READING PASSAGE:
= Dhana yoga =

Planetary benefit giving wealth

Dhana yogas are astrological combinations or yogas for wealth and prosperity which prove more fruitful if both the lagna and its lord are strong, and there are no Arista yogas present affecting the Dhana yoga - causing planets and the bhavas associated with earning, acquisition, and accumulation of wealth. Jupiter is one of the natural Dhana-karaka (significator of wealth), a strong Jupiter gives lifelong prosperity and financial stability.

ENTRIES SHOWN:
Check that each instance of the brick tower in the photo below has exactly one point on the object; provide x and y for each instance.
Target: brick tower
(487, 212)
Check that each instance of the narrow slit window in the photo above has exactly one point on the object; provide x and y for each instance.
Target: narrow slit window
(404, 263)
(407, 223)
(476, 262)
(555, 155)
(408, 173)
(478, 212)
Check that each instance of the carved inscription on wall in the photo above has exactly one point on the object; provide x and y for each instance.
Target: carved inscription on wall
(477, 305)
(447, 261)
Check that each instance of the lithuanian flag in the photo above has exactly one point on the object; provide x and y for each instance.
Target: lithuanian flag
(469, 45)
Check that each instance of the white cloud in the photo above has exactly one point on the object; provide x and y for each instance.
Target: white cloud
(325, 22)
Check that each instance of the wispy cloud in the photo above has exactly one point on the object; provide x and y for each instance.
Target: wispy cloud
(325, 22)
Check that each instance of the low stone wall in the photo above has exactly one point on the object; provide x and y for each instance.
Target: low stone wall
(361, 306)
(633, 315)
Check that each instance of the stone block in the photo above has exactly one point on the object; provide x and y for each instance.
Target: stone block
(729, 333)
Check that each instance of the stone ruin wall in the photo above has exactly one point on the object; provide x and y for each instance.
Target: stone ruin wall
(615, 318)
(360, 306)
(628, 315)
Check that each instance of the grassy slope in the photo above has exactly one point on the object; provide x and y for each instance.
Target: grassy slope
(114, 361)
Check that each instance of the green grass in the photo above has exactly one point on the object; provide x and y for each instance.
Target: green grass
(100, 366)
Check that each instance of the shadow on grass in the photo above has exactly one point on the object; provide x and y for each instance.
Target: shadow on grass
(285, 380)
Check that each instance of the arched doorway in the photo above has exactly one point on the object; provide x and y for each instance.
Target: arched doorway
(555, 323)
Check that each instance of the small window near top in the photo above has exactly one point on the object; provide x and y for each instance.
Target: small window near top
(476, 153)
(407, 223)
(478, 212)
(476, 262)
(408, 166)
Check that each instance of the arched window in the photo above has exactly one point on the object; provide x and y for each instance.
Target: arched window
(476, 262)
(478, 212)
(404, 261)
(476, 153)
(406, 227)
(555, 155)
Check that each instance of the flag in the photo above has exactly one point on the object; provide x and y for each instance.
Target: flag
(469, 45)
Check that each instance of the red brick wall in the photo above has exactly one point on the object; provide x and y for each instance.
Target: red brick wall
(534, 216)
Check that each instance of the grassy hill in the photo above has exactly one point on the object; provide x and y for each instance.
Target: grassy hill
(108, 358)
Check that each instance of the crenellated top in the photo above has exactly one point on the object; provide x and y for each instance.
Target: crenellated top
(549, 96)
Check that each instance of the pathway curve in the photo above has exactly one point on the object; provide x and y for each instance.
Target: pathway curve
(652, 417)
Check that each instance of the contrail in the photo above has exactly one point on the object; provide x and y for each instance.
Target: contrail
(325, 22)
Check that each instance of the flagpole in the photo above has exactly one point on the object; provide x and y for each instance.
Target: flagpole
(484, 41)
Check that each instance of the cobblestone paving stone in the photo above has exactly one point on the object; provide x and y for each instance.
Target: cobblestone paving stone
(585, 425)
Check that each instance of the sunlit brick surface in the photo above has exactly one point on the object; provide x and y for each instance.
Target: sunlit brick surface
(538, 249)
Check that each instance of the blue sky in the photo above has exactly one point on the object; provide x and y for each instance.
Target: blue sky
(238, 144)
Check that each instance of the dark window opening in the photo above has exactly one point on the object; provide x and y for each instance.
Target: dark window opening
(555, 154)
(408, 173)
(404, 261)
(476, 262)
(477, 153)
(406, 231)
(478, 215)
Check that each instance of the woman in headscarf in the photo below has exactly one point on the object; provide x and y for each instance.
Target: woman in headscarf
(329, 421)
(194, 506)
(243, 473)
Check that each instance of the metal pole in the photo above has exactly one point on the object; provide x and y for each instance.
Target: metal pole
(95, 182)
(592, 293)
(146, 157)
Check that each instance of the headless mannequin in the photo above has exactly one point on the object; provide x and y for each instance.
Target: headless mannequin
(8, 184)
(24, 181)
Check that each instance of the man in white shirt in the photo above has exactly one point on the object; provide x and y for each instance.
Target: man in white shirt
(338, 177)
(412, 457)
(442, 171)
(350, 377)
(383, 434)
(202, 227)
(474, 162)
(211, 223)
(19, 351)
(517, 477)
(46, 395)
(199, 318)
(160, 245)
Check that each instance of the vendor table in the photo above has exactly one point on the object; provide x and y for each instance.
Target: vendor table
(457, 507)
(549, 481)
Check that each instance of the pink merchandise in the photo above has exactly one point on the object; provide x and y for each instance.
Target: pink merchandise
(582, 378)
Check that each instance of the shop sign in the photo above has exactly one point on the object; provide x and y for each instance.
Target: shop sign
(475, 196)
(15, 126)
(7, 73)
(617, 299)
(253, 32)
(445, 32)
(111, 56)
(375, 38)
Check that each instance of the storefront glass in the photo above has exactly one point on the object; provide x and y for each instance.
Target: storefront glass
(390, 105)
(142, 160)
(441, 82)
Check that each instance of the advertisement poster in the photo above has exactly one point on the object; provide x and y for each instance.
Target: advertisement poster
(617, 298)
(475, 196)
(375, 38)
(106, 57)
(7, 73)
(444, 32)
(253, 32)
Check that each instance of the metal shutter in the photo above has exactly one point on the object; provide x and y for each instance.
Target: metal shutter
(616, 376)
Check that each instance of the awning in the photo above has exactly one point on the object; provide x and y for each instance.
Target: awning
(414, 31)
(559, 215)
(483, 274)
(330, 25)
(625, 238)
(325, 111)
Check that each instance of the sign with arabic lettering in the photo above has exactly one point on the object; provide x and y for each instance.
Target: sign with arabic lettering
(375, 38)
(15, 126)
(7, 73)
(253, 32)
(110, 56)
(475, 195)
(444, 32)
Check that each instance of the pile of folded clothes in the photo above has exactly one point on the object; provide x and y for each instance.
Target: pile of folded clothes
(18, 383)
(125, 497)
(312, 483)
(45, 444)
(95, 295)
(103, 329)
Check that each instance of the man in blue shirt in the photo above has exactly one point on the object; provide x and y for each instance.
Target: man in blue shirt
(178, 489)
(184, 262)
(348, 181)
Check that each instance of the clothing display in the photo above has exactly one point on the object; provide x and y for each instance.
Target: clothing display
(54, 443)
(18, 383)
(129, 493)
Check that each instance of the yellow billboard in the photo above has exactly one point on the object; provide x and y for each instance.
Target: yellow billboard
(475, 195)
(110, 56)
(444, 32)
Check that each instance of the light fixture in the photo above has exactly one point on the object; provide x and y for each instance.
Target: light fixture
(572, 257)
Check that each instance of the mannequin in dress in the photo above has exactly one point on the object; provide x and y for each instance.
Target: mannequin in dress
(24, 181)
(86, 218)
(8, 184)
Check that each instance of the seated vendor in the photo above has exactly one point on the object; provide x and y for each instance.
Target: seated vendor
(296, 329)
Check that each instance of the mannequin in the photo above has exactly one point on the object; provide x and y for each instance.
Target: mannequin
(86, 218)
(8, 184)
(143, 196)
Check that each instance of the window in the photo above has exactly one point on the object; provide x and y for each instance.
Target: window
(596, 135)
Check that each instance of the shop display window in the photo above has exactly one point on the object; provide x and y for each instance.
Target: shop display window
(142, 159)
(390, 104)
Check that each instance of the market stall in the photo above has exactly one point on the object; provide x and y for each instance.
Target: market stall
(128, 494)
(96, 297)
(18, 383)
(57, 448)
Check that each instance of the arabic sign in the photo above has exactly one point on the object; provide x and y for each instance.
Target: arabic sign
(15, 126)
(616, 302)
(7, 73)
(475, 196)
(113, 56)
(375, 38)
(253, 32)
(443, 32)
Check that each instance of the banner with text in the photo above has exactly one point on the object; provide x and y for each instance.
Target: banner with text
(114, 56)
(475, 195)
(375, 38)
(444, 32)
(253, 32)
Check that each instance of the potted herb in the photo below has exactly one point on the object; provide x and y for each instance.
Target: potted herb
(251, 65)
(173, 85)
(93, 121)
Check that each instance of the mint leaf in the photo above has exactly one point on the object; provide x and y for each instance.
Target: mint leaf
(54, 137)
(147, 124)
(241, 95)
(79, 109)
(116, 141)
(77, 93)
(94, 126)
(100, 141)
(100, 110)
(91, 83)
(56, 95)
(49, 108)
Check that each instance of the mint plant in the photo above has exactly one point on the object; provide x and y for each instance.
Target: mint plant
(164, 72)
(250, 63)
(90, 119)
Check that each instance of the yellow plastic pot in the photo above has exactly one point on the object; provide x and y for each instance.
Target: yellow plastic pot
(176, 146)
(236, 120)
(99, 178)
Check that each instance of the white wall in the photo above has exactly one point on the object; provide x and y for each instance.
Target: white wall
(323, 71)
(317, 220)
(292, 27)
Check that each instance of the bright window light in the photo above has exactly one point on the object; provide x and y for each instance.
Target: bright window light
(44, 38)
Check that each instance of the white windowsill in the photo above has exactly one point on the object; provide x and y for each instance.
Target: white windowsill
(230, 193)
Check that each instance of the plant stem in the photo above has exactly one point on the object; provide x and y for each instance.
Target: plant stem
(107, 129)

WHAT IS ASKED:
**A.** Answer these questions about the Dhana yoga passage:
(i) Which two things must be strong for Dhana yogas to prove more fruitful?
(ii) Which planet is named as a natural Dhana-karaka?
(iii) What does a strong Jupiter give?
**B.** Can you quote the stretch of the Dhana yoga passage from "Planetary benefit giving" through "and financial stability."?
None of the rows is needed here.

REPLIES:
**A.**
(i) The lagna and its lord.
(ii) Jupiter.
(iii) Lifelong prosperity and financial stability.

**B.**
Planetary benefit giving wealth

Dhana yogas are astrological combinations or yogas for wealth and prosperity which prove more fruitful if both the lagna and its lord are strong, and there are no Arista yogas present affecting the Dhana yoga - causing planets and the bhavas associated with earning, acquisition, and accumulation of wealth. Jupiter is one of the natural Dhana-karaka (significator of wealth), a strong Jupiter gives lifelong prosperity and financial stability.